ESTRATTO DEL DOCUMENTO:
/---

Indica anche l’azione maldestra di chi inciampi e rovini per terra a causa di sconnessione e disarticolazione degliarti inferiori, o per aver messo in malo modo un piede (“currìa apprièsso a’ la pàdda, scartaò tre-quatto iucatùri, e puro u’ purtièri, ma po’ a porta vuòta, ‘ntruppecào ra sùlo”).
Oltre, però, all’azione fisica e materiale dell’inciampo che fa cadere o rotolare, per estensione indica anche altre condotte che si connotano per deviazione, limite, ostacolo. Può consistere, ad esempio, in una difficoltà di linguaggio (“come me verètte, oh!, ‘ntruppecào a parlà!”). Può essere anche un limite nell’apprendimento (“Aviètti mannà a fìglimo a ripetizione privata ca ‘ntruppecàva in matematica”, oppure “E che t’aggia rice, cumpàri mio, vole fà u’ sindaco, face u’ prussòre, ma chìro ‘ntròppeca puro a lègge”).

In questo senso esprime, in senso figurato, l’incerto, l’inabilità, l’imperfezione, l’intoppo, il maldestro, l’imperizia, l’imprevisto in una sequenza o fase.

\---

COSE DA FARE:
A. Rispondi alle domande sul brano dedicato all'inciampo.
(i) In quale materia il figlio "'ntruppecàva", secondo l'esempio citato?
(ii) Quale tipo di difficoltà illustra l'esempio "come me verètte, oh!, 'ntruppecào a parlà!"?
(iii) Nell'ultimo paragrafo, in quale senso il termine esprime l'incerto, l'inabilità e le altre nozioni elencate?
B. Traduci in inglese questa frase del brano sull'inciampo: "In questo senso esprime, in senso figurato, l'incerto, l'inabilità, l'imperfezione, l'intoppo, il maldestro, l'imperizia, l'imprevisto in una sequenza o fase."
C. Scrivi il seguito del brano sull'inciampo, partendo dopo la sua ultima frase.
Le righe che seguono non sono necessarie.

RIGHE MOSTRATE:
/---

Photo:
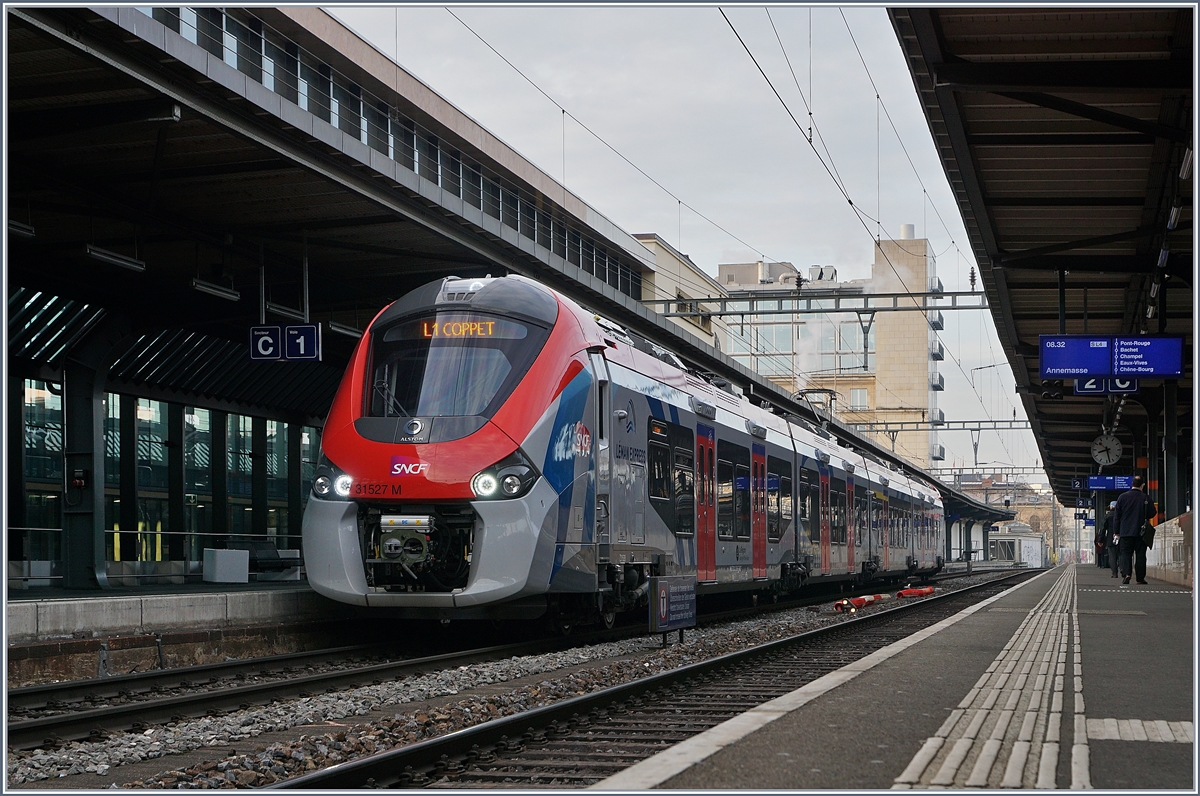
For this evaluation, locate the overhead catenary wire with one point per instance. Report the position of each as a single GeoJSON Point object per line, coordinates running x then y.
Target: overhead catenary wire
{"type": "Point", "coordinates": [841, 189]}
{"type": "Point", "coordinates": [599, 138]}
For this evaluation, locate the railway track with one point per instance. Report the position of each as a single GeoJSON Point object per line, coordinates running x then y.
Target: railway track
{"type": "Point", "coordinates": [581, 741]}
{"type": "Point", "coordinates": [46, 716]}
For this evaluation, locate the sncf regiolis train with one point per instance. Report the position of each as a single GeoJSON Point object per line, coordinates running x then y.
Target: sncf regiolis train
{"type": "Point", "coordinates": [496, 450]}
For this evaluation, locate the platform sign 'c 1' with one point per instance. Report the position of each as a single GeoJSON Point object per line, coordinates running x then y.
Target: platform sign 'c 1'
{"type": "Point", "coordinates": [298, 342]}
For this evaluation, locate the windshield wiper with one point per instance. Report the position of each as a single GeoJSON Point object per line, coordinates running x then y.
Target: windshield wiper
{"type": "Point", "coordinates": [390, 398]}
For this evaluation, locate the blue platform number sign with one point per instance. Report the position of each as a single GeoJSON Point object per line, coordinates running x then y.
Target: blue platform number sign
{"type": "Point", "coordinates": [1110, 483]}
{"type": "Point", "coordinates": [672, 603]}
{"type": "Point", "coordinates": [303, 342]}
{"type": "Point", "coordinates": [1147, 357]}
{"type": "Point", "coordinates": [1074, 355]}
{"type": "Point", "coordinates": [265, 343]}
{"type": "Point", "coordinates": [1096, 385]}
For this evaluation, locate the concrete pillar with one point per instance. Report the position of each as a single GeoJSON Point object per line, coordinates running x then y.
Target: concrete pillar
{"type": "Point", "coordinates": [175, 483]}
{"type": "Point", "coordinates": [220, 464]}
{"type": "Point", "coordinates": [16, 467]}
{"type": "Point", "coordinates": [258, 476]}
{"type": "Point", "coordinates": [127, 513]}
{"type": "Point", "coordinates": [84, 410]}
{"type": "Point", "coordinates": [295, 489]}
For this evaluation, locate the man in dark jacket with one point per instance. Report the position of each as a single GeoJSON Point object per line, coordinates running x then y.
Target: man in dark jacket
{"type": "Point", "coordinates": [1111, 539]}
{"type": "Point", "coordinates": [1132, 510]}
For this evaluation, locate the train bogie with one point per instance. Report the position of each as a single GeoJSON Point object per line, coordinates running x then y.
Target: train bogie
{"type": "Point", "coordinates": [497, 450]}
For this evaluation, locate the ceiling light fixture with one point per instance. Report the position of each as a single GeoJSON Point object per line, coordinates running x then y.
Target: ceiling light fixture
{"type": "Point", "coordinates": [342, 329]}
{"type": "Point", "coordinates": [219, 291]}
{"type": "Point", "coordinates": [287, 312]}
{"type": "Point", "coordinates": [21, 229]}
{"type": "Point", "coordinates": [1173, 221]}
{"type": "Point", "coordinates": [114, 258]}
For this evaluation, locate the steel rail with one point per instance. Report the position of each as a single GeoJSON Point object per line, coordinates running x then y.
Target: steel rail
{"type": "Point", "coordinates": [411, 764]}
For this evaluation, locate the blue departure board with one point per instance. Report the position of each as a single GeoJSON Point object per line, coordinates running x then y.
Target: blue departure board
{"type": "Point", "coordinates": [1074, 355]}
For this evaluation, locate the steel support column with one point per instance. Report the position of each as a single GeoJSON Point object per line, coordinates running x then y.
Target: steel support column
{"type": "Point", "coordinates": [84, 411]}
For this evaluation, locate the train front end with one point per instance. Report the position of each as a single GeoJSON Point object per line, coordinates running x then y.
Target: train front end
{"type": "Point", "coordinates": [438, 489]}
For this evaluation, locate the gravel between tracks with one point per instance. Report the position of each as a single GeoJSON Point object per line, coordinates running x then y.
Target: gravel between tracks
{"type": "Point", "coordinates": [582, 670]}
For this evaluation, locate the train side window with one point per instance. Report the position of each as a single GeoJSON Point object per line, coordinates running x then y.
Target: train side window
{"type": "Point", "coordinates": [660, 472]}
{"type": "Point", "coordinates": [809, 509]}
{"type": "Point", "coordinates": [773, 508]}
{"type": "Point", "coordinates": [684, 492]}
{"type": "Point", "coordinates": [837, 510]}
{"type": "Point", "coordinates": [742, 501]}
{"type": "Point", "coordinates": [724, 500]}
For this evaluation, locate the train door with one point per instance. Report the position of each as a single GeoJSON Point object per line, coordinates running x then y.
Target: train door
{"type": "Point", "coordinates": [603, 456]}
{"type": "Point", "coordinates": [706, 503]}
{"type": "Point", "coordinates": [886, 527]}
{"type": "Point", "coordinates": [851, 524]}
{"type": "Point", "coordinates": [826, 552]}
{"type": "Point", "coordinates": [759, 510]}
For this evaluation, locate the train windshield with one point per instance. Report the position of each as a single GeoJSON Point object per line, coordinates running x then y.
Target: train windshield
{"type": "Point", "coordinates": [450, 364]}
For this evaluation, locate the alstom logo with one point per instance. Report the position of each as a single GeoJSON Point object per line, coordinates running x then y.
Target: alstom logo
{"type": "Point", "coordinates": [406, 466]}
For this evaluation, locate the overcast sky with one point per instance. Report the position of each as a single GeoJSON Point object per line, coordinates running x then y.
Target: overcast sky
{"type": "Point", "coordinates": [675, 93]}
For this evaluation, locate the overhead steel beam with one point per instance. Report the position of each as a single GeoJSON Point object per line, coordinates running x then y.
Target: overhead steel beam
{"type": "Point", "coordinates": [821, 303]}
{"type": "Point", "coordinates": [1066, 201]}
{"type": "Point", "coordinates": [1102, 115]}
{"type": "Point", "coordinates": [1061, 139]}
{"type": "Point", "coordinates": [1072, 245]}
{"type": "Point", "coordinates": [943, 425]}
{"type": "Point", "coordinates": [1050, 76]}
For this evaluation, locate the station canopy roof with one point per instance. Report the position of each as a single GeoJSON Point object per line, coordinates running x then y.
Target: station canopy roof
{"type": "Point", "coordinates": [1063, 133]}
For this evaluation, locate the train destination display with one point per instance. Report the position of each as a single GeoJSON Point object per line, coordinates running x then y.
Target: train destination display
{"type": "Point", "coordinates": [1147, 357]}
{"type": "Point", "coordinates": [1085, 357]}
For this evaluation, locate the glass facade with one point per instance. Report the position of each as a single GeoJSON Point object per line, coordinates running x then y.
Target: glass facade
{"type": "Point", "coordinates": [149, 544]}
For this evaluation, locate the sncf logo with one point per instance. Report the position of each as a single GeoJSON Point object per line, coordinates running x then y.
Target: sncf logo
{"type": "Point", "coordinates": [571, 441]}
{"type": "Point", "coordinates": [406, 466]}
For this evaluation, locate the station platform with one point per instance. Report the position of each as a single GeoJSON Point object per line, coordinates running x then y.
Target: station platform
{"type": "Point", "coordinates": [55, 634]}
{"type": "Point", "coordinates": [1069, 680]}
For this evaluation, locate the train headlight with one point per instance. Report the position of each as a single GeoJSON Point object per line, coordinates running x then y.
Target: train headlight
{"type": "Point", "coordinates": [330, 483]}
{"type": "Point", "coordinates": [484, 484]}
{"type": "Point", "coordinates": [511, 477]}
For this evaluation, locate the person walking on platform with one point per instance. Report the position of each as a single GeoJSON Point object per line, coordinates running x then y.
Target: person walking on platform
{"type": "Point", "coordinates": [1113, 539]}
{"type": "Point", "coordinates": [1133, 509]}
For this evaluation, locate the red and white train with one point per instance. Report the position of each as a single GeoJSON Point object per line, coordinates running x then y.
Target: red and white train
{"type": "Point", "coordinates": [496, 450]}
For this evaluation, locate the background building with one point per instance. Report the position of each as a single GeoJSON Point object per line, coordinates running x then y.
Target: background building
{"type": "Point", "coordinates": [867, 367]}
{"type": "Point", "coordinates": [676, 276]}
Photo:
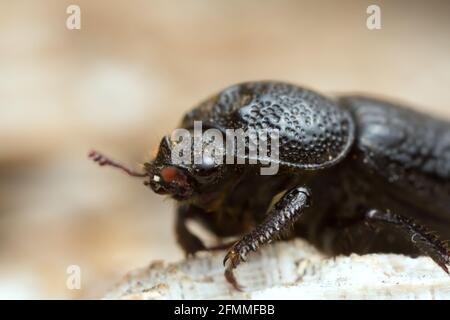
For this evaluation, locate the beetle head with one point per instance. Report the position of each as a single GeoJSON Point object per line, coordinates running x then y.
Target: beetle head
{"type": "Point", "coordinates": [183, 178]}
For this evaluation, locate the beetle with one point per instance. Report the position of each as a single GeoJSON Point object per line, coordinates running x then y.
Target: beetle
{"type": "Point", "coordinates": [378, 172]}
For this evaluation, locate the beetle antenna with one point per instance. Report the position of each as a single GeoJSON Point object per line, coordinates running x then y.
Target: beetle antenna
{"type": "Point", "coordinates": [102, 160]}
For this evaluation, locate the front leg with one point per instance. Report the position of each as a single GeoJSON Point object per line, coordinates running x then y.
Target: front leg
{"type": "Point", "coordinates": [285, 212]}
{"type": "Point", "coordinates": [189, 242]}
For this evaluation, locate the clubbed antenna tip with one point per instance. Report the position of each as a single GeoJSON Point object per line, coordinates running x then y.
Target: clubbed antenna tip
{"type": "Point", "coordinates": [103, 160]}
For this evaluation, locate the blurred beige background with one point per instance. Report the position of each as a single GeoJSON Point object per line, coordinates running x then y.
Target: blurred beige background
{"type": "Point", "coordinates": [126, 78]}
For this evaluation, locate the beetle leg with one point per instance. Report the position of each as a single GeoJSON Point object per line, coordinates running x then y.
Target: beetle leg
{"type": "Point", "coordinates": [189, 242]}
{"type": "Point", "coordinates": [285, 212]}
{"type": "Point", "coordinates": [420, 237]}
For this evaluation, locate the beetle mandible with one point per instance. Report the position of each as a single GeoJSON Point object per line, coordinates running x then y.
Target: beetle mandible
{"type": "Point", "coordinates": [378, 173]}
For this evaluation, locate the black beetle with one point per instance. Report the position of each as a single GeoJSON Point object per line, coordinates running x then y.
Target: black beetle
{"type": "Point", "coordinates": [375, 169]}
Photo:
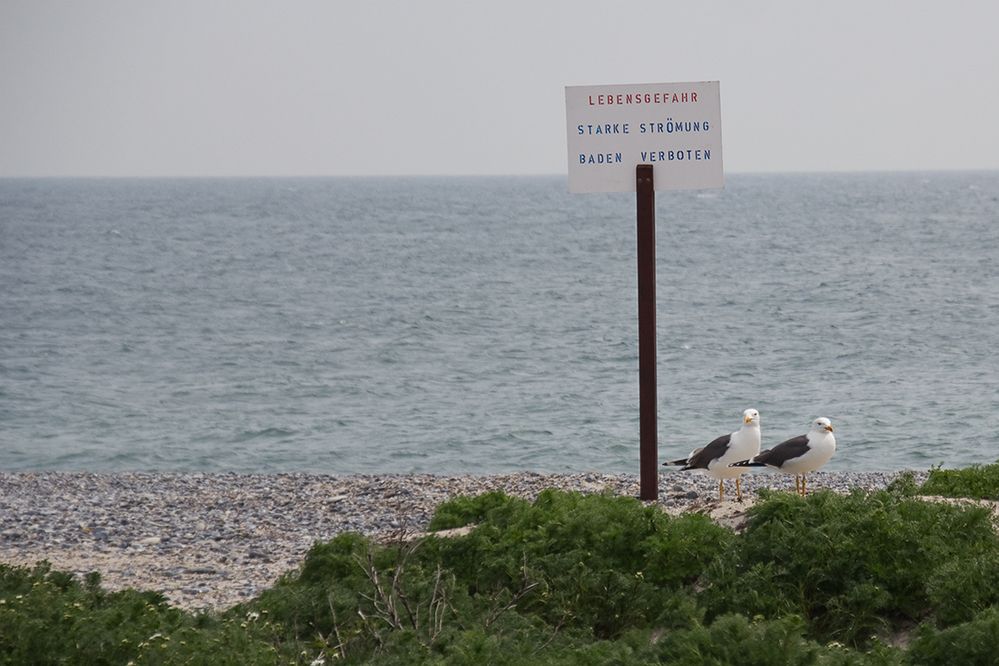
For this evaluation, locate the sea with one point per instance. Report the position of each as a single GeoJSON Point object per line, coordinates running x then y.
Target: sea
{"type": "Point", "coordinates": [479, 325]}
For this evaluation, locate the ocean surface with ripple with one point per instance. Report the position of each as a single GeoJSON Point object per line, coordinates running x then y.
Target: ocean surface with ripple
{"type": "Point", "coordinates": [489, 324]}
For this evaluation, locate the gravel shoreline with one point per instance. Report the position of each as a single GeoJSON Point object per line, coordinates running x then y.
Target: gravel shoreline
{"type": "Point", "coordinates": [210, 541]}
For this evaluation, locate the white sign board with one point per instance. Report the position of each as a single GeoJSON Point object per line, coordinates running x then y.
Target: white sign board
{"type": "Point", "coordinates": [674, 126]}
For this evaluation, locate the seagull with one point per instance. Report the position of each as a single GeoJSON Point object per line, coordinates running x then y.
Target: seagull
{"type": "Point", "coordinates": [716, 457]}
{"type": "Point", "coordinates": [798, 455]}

\---

RISPOSTE AI COMPITI:
A.
(i) In matematica.
(ii) Una difficoltà di linguaggio.
(iii) In senso figurato.

B. In this sense it expresses, figuratively, uncertainty, inability, imperfection, a hitch, clumsiness, lack of skill, and the unexpected in a sequence or phase.

C.
Per quanto riguarda l’etimo, rientra probabilmente nel novero di quelle tantissime parole di derivazione greca, con il solito dilemma che si accompagna in questa indagine: residuo linguistico della Magna Grecia o, invece, relitto della lingua parlata dai monaci d’oriente che fondarono cenobi in Cilento e, via via, i paesi d’intorno?

Si può ipotizzare una derivazione dal greco antico “ανα-τρέπω” (anatrèpo) che vuol dire “rovescio”, “scivolo”, “cado”. In greco esiste anche il sostantivo “τροπή” (tropè) che sta per “rovesciamento”, “ribaltamento”, compatibili con il significato di ‘ntroppecàre.